Studio album by The Kingston Trio
- Released: November 1965
- Recorded: 1965
- Studio: Columbus Recording Studio, San Francisco, California
- Genre: Folk
- Label: Decca

The Kingston Trio chronology
| Stay Awhile (1965) | Somethin' Else (1965) | Children of the Morning (1966) |

Singles from Somethin' Else
- "Parchment Farm Blues"/"Runaway Song" Released: 1965;

= Somethin' Else (The Kingston Trio album) =

Somethin' Else is an album by the American folk music group the Kingston Trio, released in 1965 (see 1965 in music). It was the first Kingston Trio principal album to miss the charts completely. The lead-off single was "Parchment Farm" b/w "Runaway Song".

==Background==
The liner notes mention the "amazing new sound" of the Kingston Trio, referring to the use of a backing band on this release. The trio's arrangement of Bukka White's "Parchman Farm" (here called "Parchment Farm Blues") is based on Mose Allison's version.

==Reception==

In his Allmusic review, music critic Bruce Eder compared the Trio's sound to the folk-rock acts taking over the airwaves. He wrote of the album "Not wishing to be left behind, the Kingston Trio decided to go the same route on their third Decca album, Somethin' Else. The result was an awkward but sometimes quite beautiful hybrid... On the other hand, there were sides that didn't sound much like the Kingston Trio at all, most notably "Parchment Farm Blues" (which, astonishingly, became the single off the album), with its up-front percussion and organ-dominated accompaniment, which came off like the work of some L.A. garage band parodying the Kingston Trio."

§ **TASK DIRECTIONS**:
According to the article on Somethin' Else, in which studio was the album recorded?

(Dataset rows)
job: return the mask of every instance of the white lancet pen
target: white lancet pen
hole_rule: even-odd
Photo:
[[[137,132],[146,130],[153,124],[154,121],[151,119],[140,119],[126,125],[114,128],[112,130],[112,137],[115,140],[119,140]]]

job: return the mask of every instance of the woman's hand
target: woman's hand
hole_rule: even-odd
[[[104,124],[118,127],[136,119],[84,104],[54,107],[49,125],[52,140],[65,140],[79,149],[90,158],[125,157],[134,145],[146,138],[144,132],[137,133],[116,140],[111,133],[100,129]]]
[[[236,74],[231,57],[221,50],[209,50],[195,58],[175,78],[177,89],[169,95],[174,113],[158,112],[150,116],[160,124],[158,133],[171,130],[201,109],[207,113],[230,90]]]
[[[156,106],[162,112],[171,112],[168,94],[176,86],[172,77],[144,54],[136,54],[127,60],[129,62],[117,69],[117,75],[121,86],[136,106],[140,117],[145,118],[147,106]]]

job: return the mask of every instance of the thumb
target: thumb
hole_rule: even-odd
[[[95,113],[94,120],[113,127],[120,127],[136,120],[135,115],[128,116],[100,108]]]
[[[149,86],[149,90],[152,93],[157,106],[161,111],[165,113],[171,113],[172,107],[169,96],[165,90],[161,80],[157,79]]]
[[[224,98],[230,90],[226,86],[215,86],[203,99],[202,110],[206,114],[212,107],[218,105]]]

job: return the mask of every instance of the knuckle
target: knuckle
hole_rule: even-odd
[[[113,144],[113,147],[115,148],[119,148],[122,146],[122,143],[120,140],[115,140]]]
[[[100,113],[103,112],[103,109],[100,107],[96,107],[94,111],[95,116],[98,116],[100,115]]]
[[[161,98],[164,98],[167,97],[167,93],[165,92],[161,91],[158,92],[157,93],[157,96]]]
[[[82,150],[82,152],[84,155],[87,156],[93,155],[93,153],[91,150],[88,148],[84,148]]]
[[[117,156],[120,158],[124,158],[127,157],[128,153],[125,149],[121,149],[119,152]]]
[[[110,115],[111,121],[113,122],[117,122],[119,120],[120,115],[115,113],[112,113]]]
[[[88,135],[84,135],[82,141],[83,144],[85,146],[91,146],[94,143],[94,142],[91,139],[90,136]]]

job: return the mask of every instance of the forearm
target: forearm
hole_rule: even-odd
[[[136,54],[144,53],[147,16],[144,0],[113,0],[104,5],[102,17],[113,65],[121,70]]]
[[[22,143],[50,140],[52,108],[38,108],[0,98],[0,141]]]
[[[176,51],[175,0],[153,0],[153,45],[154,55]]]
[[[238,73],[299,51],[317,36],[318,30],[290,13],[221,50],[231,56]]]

§ **WRITTEN ANSWER**:
Columbus Recording Studio in San Francisco, California.